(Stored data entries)
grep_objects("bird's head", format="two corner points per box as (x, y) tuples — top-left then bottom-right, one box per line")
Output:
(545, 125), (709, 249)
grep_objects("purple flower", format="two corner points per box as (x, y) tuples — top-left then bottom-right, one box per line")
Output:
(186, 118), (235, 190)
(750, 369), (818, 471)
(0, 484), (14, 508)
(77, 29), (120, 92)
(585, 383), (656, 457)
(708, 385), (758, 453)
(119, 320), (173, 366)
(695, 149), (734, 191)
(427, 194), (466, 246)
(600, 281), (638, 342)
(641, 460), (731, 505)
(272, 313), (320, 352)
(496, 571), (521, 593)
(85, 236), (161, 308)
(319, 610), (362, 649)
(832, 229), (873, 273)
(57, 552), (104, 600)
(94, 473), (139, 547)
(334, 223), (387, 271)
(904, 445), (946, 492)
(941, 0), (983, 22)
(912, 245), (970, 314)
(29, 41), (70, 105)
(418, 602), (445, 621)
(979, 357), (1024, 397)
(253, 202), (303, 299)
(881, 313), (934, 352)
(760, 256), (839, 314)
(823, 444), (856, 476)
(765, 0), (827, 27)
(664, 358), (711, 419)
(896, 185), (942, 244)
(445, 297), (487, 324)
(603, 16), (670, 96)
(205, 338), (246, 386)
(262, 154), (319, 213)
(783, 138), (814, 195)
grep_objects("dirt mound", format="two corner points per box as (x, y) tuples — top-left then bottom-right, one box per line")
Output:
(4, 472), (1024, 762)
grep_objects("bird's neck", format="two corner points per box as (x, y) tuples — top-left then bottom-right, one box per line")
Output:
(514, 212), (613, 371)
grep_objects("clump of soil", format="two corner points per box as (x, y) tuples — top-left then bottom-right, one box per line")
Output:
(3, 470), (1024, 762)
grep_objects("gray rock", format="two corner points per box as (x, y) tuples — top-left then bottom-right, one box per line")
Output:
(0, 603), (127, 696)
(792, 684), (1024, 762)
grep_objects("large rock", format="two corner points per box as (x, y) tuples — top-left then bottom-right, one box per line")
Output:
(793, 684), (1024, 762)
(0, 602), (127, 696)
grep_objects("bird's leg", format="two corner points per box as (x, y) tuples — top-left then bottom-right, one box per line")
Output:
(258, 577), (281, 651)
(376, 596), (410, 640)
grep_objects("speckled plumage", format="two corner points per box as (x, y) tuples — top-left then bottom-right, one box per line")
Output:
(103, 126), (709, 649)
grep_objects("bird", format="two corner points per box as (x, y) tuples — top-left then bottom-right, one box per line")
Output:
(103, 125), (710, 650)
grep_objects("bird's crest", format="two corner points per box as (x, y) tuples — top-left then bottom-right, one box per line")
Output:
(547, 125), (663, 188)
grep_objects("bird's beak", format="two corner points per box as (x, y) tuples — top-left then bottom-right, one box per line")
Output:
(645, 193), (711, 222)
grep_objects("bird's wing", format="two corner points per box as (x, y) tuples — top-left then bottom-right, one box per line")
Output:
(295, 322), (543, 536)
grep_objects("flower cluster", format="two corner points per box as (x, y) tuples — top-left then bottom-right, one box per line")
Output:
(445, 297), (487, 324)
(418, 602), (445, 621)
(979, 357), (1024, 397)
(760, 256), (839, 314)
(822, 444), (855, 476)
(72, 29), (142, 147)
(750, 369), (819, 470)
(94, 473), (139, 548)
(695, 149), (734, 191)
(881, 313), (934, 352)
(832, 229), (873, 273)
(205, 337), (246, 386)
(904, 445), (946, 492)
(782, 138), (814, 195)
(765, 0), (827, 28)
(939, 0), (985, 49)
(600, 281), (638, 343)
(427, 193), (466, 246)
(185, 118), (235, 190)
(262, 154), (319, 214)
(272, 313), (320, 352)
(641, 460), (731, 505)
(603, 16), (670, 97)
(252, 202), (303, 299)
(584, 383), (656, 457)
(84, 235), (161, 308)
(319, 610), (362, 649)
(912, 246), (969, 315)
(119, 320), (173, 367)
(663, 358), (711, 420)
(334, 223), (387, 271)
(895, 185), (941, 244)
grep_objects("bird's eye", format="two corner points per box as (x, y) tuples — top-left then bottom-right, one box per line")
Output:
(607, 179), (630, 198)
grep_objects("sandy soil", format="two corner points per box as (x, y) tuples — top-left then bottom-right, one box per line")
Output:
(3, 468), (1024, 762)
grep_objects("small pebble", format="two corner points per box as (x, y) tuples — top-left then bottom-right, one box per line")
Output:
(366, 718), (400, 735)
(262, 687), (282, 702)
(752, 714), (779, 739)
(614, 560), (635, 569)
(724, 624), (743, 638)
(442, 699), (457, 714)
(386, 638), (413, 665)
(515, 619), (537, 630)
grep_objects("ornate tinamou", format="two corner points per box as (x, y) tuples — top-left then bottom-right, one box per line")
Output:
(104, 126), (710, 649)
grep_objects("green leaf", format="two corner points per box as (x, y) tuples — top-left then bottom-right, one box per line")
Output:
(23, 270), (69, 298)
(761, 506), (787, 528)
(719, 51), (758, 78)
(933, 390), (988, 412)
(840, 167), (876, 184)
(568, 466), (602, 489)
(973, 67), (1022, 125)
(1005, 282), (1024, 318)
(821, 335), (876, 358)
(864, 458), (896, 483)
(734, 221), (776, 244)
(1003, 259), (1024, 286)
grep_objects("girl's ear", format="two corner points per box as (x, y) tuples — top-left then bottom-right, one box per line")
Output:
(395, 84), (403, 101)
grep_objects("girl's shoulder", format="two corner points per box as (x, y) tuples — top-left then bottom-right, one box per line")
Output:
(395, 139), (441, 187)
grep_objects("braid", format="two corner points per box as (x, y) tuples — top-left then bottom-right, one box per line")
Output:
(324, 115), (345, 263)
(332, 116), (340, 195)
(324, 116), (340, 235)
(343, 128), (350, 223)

**ASSIGNED TASK:** For this exercise, return every line from the data that holds the string "rock".

**EXERCISE ANSWER:**
grep_objects("gray rock", format="two corner points per box as (x, y) tuples — top-left then bottom-right, one box per line")
grep_objects("large rock", format="two corner points per box as (x, y) tuples — top-left then bottom-right, one box per line")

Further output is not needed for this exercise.